Render all of the data below as a JSON array of strings, with one string per line and no strings for blank lines.

## Data shown
+++

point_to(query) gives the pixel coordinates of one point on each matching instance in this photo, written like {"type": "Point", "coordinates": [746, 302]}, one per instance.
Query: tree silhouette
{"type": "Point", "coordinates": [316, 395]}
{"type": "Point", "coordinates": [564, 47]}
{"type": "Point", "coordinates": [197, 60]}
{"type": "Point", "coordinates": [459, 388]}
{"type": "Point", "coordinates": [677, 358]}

+++

## Correct result
[
  "point_to(query) gives the pixel coordinates of one point on each matching instance in this photo, written like {\"type\": \"Point\", \"coordinates\": [746, 302]}, one per instance.",
  "Query: tree silhouette",
  "{\"type\": \"Point\", \"coordinates\": [316, 395]}",
  "{\"type\": \"Point\", \"coordinates\": [564, 47]}",
  "{\"type\": \"Point\", \"coordinates\": [197, 60]}",
  "{\"type\": \"Point\", \"coordinates\": [459, 388]}",
  "{\"type\": \"Point\", \"coordinates\": [677, 358]}"
]